(Region pointing data)
□ □ □
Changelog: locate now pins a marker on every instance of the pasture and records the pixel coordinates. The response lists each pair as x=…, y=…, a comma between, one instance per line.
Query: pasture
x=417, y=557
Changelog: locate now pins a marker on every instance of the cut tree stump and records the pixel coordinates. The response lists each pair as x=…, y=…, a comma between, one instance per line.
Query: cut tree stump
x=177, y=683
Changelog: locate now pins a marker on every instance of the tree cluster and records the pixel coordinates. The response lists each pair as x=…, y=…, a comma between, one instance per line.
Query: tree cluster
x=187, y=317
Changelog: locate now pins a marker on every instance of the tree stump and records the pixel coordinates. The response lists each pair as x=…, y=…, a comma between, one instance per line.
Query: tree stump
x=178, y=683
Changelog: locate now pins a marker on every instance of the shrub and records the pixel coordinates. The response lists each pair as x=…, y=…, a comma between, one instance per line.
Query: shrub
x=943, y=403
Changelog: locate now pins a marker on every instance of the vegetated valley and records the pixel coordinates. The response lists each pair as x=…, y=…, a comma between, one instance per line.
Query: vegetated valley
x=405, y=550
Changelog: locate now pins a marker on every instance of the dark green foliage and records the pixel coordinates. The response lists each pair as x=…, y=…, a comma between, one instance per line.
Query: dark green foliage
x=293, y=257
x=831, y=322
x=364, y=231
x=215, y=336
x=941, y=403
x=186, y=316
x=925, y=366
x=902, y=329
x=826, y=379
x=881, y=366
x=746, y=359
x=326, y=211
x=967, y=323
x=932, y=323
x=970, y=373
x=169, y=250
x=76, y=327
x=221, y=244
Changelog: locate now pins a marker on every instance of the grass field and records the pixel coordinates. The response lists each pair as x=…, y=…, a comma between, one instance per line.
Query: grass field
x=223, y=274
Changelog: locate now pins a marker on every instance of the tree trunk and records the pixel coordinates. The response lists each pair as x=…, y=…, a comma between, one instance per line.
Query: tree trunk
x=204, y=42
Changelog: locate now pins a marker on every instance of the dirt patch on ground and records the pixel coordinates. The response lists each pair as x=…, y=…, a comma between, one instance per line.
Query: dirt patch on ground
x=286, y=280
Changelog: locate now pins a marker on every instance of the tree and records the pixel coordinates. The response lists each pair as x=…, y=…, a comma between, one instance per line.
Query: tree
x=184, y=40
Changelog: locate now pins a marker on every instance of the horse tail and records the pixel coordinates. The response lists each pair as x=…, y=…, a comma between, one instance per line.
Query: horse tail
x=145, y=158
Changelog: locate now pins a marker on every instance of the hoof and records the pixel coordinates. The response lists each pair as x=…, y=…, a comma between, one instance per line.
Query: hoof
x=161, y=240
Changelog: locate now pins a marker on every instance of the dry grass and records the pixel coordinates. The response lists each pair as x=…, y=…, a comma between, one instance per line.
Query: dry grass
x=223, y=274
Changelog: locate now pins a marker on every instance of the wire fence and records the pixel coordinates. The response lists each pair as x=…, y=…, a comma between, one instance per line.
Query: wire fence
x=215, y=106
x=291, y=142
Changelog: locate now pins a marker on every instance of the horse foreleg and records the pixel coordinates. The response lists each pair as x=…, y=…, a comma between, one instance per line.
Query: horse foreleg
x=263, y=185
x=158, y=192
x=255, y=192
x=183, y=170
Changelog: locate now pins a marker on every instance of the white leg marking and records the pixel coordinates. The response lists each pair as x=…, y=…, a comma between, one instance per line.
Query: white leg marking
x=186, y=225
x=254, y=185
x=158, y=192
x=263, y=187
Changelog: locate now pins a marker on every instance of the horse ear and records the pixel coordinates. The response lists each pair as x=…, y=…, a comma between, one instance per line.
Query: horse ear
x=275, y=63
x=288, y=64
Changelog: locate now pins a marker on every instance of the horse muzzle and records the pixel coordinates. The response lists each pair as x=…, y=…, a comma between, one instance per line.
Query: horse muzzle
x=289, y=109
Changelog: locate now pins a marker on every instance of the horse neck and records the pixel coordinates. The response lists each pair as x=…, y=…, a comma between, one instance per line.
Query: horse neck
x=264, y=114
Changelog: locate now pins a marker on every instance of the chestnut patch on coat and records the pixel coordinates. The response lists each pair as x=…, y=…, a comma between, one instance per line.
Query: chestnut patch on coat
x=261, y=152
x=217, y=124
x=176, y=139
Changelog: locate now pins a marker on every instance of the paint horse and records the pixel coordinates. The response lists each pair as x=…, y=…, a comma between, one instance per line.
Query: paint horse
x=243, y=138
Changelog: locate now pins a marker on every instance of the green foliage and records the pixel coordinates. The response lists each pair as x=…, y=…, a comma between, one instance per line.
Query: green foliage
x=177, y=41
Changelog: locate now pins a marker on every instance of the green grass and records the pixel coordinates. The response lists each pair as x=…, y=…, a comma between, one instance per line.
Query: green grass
□ □ □
**Exercise:** All records shown above are to be output exactly.

**Exercise output:**
Changelog: locate now pins a marker on every instance of the pasture and records the pixel coordinates. The response lists each pair as x=…, y=…, a comma between, one instance per line.
Query: pasture
x=417, y=557
Changelog: locate now pins a marker on every instance of the cut tree stump and records the pixel coordinates. The response lists each pair as x=…, y=…, a comma between, one instance per line.
Query: cut tree stump
x=177, y=683
Changelog: locate now pins a marker on every instance of the tree cluster and records the pixel coordinates. The response lists each pair as x=…, y=…, a comma between, one instance per line.
Query: tree cluster
x=187, y=317
Changelog: locate now pins a marker on every instance of the tree stump and records the pixel coordinates. The response lists each pair as x=…, y=…, a comma between, one instance per line.
Query: tree stump
x=178, y=683
Changelog: locate now pins a marker on every instance of the shrub and records the pixel coordinates. The response lists each pair as x=…, y=…, a comma between, one instance per line.
Query: shrub
x=943, y=403
Changelog: locate now pins a marker on every instance of the vegetated valley and records the pixel coordinates. The response lists each pair as x=…, y=…, a comma between, one instance per line.
Query: vegetated valley
x=405, y=550
Changelog: locate now pins a marker on every instance of the dark green foliage and records the pixel coordinates. The response lists each pair as x=…, y=…, a comma between, one instance per line.
Query: dark green foliage
x=293, y=257
x=831, y=322
x=364, y=231
x=215, y=336
x=941, y=403
x=186, y=316
x=925, y=366
x=902, y=329
x=826, y=379
x=881, y=366
x=746, y=359
x=326, y=211
x=967, y=323
x=932, y=323
x=970, y=373
x=169, y=250
x=76, y=327
x=221, y=244
Changelog: locate now pins a marker on every instance of the grass field and records the pixel coordinates. The response lists each pair as x=…, y=…, a comma between, one instance per line.
Query: grass field
x=223, y=274
Changelog: locate now pins a marker on every instance of the tree trunk and records the pixel coordinates. The response lists each pair as x=…, y=…, a comma between, one instance per line.
Query: tree trunk
x=204, y=42
Changelog: locate now pins a marker on every instance of the dirt patch on ground and records the pixel coordinates. The response lists each pair as x=…, y=…, a comma between, one instance per line.
Query: dirt patch on ground
x=286, y=280
Changelog: locate now pins a marker on every instance of the tree and records the pixel coordinates. The response lists each pair as x=…, y=…, a comma between, one instance per line.
Query: tree
x=184, y=40
Changelog: locate now pins a marker on every instance of the horse tail and records the pixel coordinates. The response lists each pair as x=…, y=…, a comma between, one instance per line.
Query: horse tail
x=145, y=158
Changelog: locate now pins a marker on every instance of the hoof and records the pixel coordinates. The response lists each pair as x=…, y=…, a comma between, one instance per line.
Query: hoof
x=161, y=240
Changelog: locate now pins a marker on every instance of the dry grass and records the pixel coordinates. The response lists each pair as x=…, y=…, a comma between, one instance per line.
Query: dry grass
x=223, y=274
Changelog: locate now pins a marker on every instance of the wire fence and records the pixel coordinates. The response lists each pair as x=…, y=…, a comma between, one instance per line.
Query: wire fence
x=215, y=106
x=291, y=142
Changelog: locate now pins a marker on every instance of the horse foreleg and records the pixel coordinates. The response lists each pair as x=…, y=…, a comma between, one instance per line.
Query: horse foreleg
x=263, y=185
x=158, y=192
x=255, y=192
x=183, y=170
Changelog: locate now pins a marker on every instance of the white leg marking and records the pixel coordinates. The response lists each pair as x=…, y=…, a comma between, one instance per line.
Query: white leg marking
x=186, y=225
x=254, y=185
x=158, y=192
x=263, y=187
Changelog: locate now pins a marker on every instance of the horse ear and records the pixel coordinates. The response lists each pair as x=…, y=…, a comma between, one instance per line.
Query: horse ear
x=275, y=63
x=288, y=64
Changelog: locate now pins a marker on every instance of the horse muzzle and records the pixel coordinates. The response lists each pair as x=…, y=…, a comma between, one instance per line.
Query: horse muzzle
x=289, y=109
Changelog: locate now pins a marker on every instance of the horse neck and records the pixel coordinates. The response lists each pair as x=…, y=…, a comma between, one instance per line.
Query: horse neck
x=264, y=114
Changelog: locate now pins a marker on every instance of the chestnut patch on coat and records the pixel coordinates. The response lists each pair as x=…, y=…, a comma between, one instance per line.
Query: chestnut patch on coat
x=261, y=152
x=217, y=124
x=176, y=139
Changelog: locate now pins a marker on every instance of the paint horse and records the pixel coordinates. The response lists each pair as x=…, y=…, a comma between, one instance per line.
Query: paint horse
x=243, y=138
Changelog: locate now pins a marker on every instance of the green foliage and records the pixel coordinates. The response lists each pair as x=…, y=…, a comma between, one instance per line.
Query: green foliage
x=177, y=41
Changelog: locate now pins a marker on every instance of the green grass and records the pixel coordinates. The response lists each pair as x=…, y=…, a comma between, one instance per line.
Query: green grass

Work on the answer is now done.